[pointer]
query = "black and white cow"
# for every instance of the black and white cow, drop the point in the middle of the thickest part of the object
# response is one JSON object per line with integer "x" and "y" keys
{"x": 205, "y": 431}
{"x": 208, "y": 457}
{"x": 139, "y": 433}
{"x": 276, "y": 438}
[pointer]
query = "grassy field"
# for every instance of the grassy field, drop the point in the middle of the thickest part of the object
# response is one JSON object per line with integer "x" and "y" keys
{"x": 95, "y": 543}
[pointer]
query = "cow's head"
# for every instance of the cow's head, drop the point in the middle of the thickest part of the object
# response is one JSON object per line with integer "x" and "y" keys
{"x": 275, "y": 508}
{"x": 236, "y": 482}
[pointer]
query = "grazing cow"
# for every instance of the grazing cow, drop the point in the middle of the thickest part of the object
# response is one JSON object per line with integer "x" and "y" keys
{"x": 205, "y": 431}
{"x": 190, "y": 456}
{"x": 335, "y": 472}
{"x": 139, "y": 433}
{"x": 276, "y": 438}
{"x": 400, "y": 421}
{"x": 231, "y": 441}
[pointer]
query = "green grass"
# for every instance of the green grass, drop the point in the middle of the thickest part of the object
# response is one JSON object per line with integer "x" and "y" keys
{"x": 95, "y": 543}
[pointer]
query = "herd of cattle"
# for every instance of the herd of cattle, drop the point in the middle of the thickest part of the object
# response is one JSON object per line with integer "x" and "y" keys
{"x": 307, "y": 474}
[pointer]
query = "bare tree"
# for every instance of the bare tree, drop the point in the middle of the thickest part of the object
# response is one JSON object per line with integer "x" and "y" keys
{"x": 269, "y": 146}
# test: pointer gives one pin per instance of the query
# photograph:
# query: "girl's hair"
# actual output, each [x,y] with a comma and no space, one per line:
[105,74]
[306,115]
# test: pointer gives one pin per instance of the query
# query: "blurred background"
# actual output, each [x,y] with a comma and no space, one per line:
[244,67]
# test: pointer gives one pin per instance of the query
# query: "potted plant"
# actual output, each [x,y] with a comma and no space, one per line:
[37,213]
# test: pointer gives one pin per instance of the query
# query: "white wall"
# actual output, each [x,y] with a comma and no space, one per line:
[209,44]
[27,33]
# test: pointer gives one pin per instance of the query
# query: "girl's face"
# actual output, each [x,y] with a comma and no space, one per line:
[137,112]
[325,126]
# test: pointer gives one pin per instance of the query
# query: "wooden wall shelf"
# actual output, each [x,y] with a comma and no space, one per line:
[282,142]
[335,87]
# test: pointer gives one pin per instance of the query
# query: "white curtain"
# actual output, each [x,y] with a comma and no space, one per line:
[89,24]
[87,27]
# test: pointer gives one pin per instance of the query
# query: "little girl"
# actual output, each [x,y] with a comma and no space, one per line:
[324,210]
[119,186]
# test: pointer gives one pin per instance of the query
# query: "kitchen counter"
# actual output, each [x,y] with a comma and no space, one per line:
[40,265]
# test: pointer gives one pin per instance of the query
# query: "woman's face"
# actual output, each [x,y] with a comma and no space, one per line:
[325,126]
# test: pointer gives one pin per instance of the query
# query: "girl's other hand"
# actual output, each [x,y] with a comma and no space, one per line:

☆ ☆ ☆ ☆ ☆

AIM OF THE EXERCISE: Would you reproduce the entire listing, keeping every line as it is?

THE ANSWER:
[pointer]
query = "black and white cow"
# for every instance of the black and white cow, drop the point in the middle of the thickest part of the object
# response is one JSON object per line with integer "x" and "y" keys
{"x": 205, "y": 431}
{"x": 208, "y": 457}
{"x": 139, "y": 433}
{"x": 276, "y": 438}
[pointer]
query = "grassy field"
# for every instance of the grassy field, drop the point in the middle of the thickest part of the object
# response is one JSON object per line with integer "x" and "y" keys
{"x": 95, "y": 543}
[pointer]
query = "cow's head"
# for every instance of the cow's head, drop the point in the middle of the thickest part of the object
# response is one JSON object per line with integer "x" and "y" keys
{"x": 275, "y": 508}
{"x": 236, "y": 482}
[pointer]
query = "grazing cow"
# for every instance of the grazing cow, drop the point in the middle of the thickest part of the object
# response is one JSON object per line with integer "x" and "y" keys
{"x": 205, "y": 431}
{"x": 190, "y": 456}
{"x": 335, "y": 472}
{"x": 139, "y": 433}
{"x": 276, "y": 438}
{"x": 400, "y": 421}
{"x": 231, "y": 441}
[pointer]
query = "green grass"
# for every instance of the green grass, drop the point in the middle of the thickest part of the object
# response is one JSON object per line with integer "x" and "y" keys
{"x": 95, "y": 543}
[pointer]
query = "herd of cattle"
# for every instance of the herd of cattle, drop the point in the middle of the thickest part of the object
# response is one JSON object per line with integer "x" and "y" keys
{"x": 307, "y": 474}
[pointer]
query = "bare tree"
# for every instance of the bare tree, drop the point in the middle of the thickest part of the object
# response is one JSON object per line with integer "x" and "y" keys
{"x": 269, "y": 146}
# test: pointer gives one pin per instance of the query
# photograph:
# query: "girl's hair"
# actual output, each [x,y] with a comma and no space, one per line:
[105,74]
[306,115]
# test: pointer gives one pin per instance of the query
# query: "blurred background"
# actual output, each [x,y] with a comma and no space, one per line:
[244,67]
# test: pointer gives one pin per instance of the query
# query: "potted plant"
# actual output, each [x,y] with a comma and no space, one per line:
[37,213]
# test: pointer gives one pin per instance of the query
# query: "white wall"
# actual output, each [x,y] with a comma and no space, one per line:
[209,44]
[27,33]
# test: pointer gives one pin per instance of the query
# query: "girl's face"
# actual output, each [x,y] with a comma and no space, one per line:
[137,112]
[325,126]
# test: pointer gives one pin per instance of the query
# query: "wooden wall shelf"
# actual output, each [x,y] with a comma and no space, one per line:
[282,142]
[335,87]
# test: pointer gives one pin per instance of the query
# query: "white curtain"
# actual output, each [x,y] with a comma and no space, one per line:
[89,24]
[87,27]
# test: pointer gives one pin per instance of the query
# query: "little girl"
# actual output, each [x,y] with a comma and no space, one per line:
[324,210]
[119,186]
# test: pointer gives one pin per instance of the query
# query: "kitchen counter"
# actual output, each [x,y] with a comma and no space, one per line:
[40,265]
# test: pointer gives one pin per instance of the query
# query: "woman's face"
# actual output, each [x,y] with a comma and no space, one per line:
[325,126]
# test: pointer gives one pin per instance of the query
# query: "girl's other hand"
# actual output, each [x,y] with a comma and no space, one per line:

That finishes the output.